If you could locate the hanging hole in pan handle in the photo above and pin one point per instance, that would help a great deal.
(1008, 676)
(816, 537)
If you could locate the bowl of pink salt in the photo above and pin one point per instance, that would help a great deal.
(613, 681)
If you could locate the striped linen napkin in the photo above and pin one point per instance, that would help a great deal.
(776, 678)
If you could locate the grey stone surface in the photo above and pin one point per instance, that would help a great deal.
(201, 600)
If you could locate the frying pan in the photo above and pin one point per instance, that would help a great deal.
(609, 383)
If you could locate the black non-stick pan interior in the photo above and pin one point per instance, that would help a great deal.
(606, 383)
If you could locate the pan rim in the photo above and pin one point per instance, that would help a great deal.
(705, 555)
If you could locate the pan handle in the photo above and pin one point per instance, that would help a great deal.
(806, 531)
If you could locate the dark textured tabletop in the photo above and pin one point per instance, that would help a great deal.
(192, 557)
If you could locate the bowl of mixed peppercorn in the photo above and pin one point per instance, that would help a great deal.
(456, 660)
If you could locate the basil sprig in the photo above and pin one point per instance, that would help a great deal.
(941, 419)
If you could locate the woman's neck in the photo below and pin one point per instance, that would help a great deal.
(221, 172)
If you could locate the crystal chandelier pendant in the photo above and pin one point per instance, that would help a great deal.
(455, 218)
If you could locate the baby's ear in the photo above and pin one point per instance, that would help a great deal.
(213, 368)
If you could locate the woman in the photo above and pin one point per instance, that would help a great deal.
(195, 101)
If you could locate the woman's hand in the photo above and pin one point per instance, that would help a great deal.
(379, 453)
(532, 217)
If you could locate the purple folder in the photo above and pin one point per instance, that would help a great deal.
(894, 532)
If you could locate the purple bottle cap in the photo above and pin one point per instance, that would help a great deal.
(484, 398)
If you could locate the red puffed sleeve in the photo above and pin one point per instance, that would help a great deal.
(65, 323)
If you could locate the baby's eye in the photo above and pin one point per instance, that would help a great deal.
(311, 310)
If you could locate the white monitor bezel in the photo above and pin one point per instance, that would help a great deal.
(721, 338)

§ **Stated exercise**: Copy out the full set of records precisely, leaving nothing out.

§ **The response**:
If you could locate the hanging hole in pan handle in the photo above and pin one point per instance, that would help a great deal.
(1008, 676)
(816, 537)
If you could locate the bowl of pink salt in the photo above and pin one point per instance, that would help a great deal.
(613, 681)
If you could locate the striped linen napkin in the photo above and pin one point per instance, that would help a great deal.
(776, 678)
If you could locate the grey stone surface in the photo above and pin one point per instance, that would help a great deal.
(201, 600)
If you could locate the frying pan in the photo above and pin one point per instance, that would help a great deal.
(609, 383)
If you could locate the black non-stick pan interior in the photo above and pin one point per instance, that would help a great deal.
(606, 383)
If you could locate the pan rim in the photo above and pin one point per instance, that would help a great deal.
(705, 555)
If you could locate the pan handle in the photo above and pin one point per instance, that would help a great deal.
(806, 531)
If you could locate the dark textured tabletop in the photo above and pin one point per instance, that would help a great deal.
(192, 557)
If you could locate the bowl of mixed peppercorn in the photo above and pin one point per instance, that would help a great deal.
(456, 660)
If you could locate the basil sprig in the photo above and pin one point per instance, that would help a great deal.
(941, 419)
If you could locate the woman's neck in the photo below and pin one point per instance, that would help a great deal.
(221, 172)
If you could locate the crystal chandelier pendant in the photo above and pin one point per instance, that would help a great deal.
(455, 218)
If you could locate the baby's ear in the photo above and pin one point per instance, that would help a great deal.
(213, 368)
If you could locate the woman in the photo above and pin one point per instance, that would help a great deal.
(195, 101)
If you could locate the woman's hand in the photo above and pin one point per instance, that would help a great deal.
(379, 453)
(532, 217)
If you could locate the purple folder in the photo above and pin one point per instance, that would help a great deal.
(894, 532)
If you could locate the purple bottle cap in the photo above and pin one point per instance, that would help a great deal.
(484, 398)
If you could locate the red puffed sleeve in the photo above and pin one point per instance, that would help a great deal.
(65, 323)
If you could locate the baby's eye in the photo above and pin one point per instance, that would help a great deal.
(311, 310)
If you could locate the white monitor bezel in the photo above and pin one point per instance, that would help a great deal.
(721, 338)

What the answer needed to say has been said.